Pull out each line below that contains the string "Target".

┌─ THE INPUT

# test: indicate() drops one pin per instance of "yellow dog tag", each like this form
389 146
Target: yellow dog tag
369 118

└─
┌─ THE INPUT

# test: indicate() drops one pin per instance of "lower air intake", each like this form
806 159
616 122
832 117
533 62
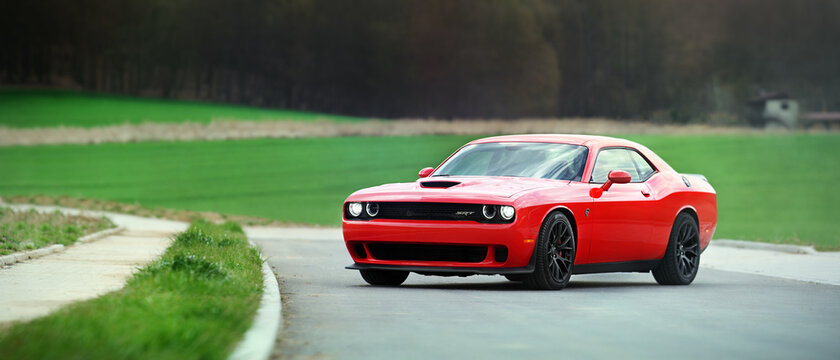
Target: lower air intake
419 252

└─

-- COMPLETE OUTPUT --
Target: yellow dog tag
Target: lower air intake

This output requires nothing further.